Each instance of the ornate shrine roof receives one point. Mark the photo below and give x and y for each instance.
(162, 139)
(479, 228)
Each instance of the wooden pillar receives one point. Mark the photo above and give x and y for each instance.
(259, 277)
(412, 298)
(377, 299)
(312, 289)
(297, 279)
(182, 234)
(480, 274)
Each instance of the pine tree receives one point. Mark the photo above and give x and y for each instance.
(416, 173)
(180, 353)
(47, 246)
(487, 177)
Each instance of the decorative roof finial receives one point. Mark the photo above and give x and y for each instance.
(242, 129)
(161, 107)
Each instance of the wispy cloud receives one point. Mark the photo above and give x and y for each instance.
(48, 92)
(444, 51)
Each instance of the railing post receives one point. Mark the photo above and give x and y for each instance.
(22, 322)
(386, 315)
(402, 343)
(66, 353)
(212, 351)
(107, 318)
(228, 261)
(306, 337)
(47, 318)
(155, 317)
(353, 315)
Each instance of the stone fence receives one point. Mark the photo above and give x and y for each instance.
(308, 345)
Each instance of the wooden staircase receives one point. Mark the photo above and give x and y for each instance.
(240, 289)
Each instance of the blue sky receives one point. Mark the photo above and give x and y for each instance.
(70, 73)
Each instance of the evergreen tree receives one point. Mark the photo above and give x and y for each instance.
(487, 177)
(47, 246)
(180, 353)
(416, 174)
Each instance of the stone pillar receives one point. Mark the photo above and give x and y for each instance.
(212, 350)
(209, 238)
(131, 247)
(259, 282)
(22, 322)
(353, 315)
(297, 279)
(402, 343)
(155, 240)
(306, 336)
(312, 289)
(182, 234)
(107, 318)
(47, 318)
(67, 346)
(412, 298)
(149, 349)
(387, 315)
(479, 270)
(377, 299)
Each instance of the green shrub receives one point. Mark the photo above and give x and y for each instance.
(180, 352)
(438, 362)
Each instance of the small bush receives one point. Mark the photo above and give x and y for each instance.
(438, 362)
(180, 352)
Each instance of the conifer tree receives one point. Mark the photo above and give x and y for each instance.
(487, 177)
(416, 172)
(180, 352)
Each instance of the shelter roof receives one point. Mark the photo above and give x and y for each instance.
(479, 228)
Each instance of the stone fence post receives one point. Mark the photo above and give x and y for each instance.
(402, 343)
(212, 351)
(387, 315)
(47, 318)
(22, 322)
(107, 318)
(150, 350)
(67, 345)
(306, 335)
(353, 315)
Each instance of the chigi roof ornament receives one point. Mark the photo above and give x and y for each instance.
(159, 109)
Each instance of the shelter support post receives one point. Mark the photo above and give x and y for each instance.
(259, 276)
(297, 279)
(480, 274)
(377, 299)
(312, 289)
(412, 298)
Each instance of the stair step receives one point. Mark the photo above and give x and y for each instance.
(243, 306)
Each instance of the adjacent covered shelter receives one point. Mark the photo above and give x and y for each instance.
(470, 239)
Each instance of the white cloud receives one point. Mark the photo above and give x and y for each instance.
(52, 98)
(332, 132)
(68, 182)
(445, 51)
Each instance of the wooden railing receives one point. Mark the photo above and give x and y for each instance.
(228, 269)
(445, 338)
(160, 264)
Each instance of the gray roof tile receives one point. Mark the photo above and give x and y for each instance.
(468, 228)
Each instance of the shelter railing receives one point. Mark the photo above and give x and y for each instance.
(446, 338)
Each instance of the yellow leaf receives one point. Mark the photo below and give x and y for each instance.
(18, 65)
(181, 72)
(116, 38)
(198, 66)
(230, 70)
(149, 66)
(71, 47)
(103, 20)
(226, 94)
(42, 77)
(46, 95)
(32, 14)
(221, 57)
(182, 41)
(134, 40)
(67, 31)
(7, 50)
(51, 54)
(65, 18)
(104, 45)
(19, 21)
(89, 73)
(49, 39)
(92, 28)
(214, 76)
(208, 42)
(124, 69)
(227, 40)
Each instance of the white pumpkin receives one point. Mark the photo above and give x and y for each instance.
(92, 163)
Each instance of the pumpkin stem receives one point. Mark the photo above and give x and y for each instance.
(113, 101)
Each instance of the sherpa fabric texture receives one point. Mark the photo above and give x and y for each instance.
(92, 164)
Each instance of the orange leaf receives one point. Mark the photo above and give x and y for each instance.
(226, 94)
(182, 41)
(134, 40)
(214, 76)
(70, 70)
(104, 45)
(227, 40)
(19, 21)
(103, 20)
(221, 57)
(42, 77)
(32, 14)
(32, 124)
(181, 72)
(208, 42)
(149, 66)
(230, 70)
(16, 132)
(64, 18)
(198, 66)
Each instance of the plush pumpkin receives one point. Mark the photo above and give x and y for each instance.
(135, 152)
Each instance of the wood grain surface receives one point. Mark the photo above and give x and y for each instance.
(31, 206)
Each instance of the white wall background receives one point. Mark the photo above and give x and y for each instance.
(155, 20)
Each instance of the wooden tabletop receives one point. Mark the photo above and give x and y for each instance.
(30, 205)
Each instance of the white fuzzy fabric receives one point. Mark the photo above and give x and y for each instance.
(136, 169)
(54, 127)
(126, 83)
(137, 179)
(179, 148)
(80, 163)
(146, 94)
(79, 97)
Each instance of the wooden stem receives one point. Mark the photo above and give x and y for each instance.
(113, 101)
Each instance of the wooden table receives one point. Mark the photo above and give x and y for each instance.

[TASK DESCRIPTION]
Retype all of the records above verbatim, line for line, without changing any wording or punctuation.

[FINISHED ANSWER]
Each instance of the ornate shrine roof receives one point. Mark the photo below and give x and y for each instance.
(162, 139)
(479, 228)
Each instance of the wooden pillar receives one point. Mark the photo above and give x and y for each instance.
(259, 277)
(412, 298)
(377, 299)
(312, 289)
(297, 279)
(182, 234)
(480, 274)
Each instance of the pine tree receives one point. Mark the photo above and give x and y for each instance.
(416, 173)
(180, 353)
(47, 246)
(487, 177)
Each instance of the decorative roof finial receives one point. Mark the photo above and give x and y for each instance.
(242, 129)
(161, 107)
Each instance of the wispy cloud receives one point. Mark the photo above and give x and y for each instance.
(48, 92)
(444, 51)
Each instance of the railing post receives one point. Mark the photo above and give x and y for each instance.
(22, 322)
(386, 315)
(402, 343)
(66, 353)
(212, 351)
(107, 318)
(228, 261)
(306, 337)
(47, 318)
(155, 317)
(353, 315)
Each instance of the stone fence receives one point. Mark the photo above and give x and y for each instance.
(308, 345)
Each instance of the wooden staircase receives one point. Mark the photo above and give x and y for each instance.
(240, 289)
Each instance of the blue sky receives one point. Mark the photo above and give x and y for each instance.
(70, 73)
Each instance of the evergreen tree receives one point. Mark the photo above and give x and y for each instance.
(487, 177)
(47, 246)
(180, 353)
(416, 174)
Each instance of the stone pillar receives one point. Mark the photo above and give x and y for each instance.
(212, 350)
(209, 238)
(131, 247)
(259, 282)
(22, 322)
(353, 315)
(297, 279)
(402, 343)
(155, 240)
(306, 336)
(312, 289)
(182, 234)
(107, 318)
(47, 318)
(67, 346)
(412, 298)
(149, 349)
(387, 315)
(479, 270)
(377, 299)
Each instance of the green shrub receives one point. Mark the photo above and give x and y for each instance.
(180, 352)
(438, 362)
Each instance of the small bush receives one point. Mark the photo above and give x and y for each instance.
(438, 362)
(180, 352)
Each instance of the conifer tree receives one point. Mark the photo above and give x and y for each instance.
(487, 177)
(416, 172)
(180, 352)
Each instance of the shelter roof receives one point. Mark the photo above and give x and y for each instance.
(479, 228)
Each instance of the stone fence post receives one point. Mark the photo above and give x and y for each instance.
(402, 343)
(212, 351)
(387, 315)
(47, 318)
(22, 322)
(107, 318)
(150, 350)
(67, 345)
(306, 335)
(353, 315)
Each instance of the chigi roof ornament receives one point. Mark the photo above and give x and y for each instance.
(159, 109)
Each instance of the shelter support post receives one point. Mark the photo above and give x and y for each instance.
(259, 276)
(297, 279)
(480, 274)
(377, 299)
(312, 289)
(412, 298)
Each instance of the stair step receives one point. Mark the photo above and give x and y for each instance.
(243, 306)
Each instance of the adjacent covered shelter receives one point. Mark the photo above and give x and y for each instance.
(470, 239)
Each instance of the white cloud receives one point. Mark the photo above and give x and y for each instance.
(52, 98)
(332, 132)
(68, 182)
(445, 51)
Each instance of the wooden railing receives one point. Mark the photo above and give x and y for each instance.
(228, 269)
(445, 338)
(160, 264)
Each instance of the gray roof tile receives one point. Mark the photo above and give x and y for each instance.
(468, 228)
Each instance of the shelter railing receives one point. Mark the photo above and give x and y for each instance.
(446, 338)
Each instance of the yellow leaf receives one point. Mark the photo below and give x and y for each instance.
(18, 65)
(181, 72)
(116, 38)
(198, 66)
(230, 70)
(149, 66)
(71, 47)
(103, 20)
(226, 94)
(42, 77)
(46, 95)
(32, 14)
(221, 57)
(182, 41)
(134, 40)
(67, 31)
(7, 50)
(51, 54)
(65, 18)
(104, 45)
(19, 21)
(89, 73)
(49, 39)
(92, 28)
(214, 76)
(208, 42)
(124, 69)
(227, 40)
Each instance of the white pumpkin receives one point. Mark the photo above and give x and y for each instance.
(92, 163)
Each instance of the pumpkin stem receives one point. Mark the photo above and give x and y for each instance.
(113, 101)
Each instance of the sherpa fabric texture receives one point. Mark the photo above and give x and y for each instance.
(92, 164)
Each instance of the orange leaf receives one point. Mark the photo above and give x and y for each instance.
(226, 94)
(182, 41)
(134, 40)
(214, 76)
(70, 70)
(104, 45)
(227, 40)
(19, 21)
(103, 20)
(221, 57)
(42, 77)
(32, 14)
(32, 124)
(181, 72)
(208, 42)
(149, 66)
(230, 70)
(16, 132)
(64, 18)
(198, 66)
Each instance of the plush pumpkin receives one point. Mark the photo above and give x and y for each instance.
(135, 152)
Each instance of the wood grain surface receives one point. Mark the photo above and give x and y for each instance.
(31, 206)
Each instance of the white wall background receives one point. Mark the photo above and give x and y for each instance.
(155, 20)
Each instance of the wooden tabletop receives one point. Mark the photo above and give x and y for each instance.
(30, 205)
Each instance of the white fuzzy fabric receives one point. Mark the photo above and give x and y for each instance.
(136, 169)
(54, 127)
(126, 83)
(137, 179)
(179, 148)
(80, 163)
(146, 94)
(79, 97)
Each instance of the wooden stem receives one point. Mark the photo above and give x and y for each instance.
(113, 101)
Each instance of the wooden table receives one point. Mark the photo above and give x and y for each instance.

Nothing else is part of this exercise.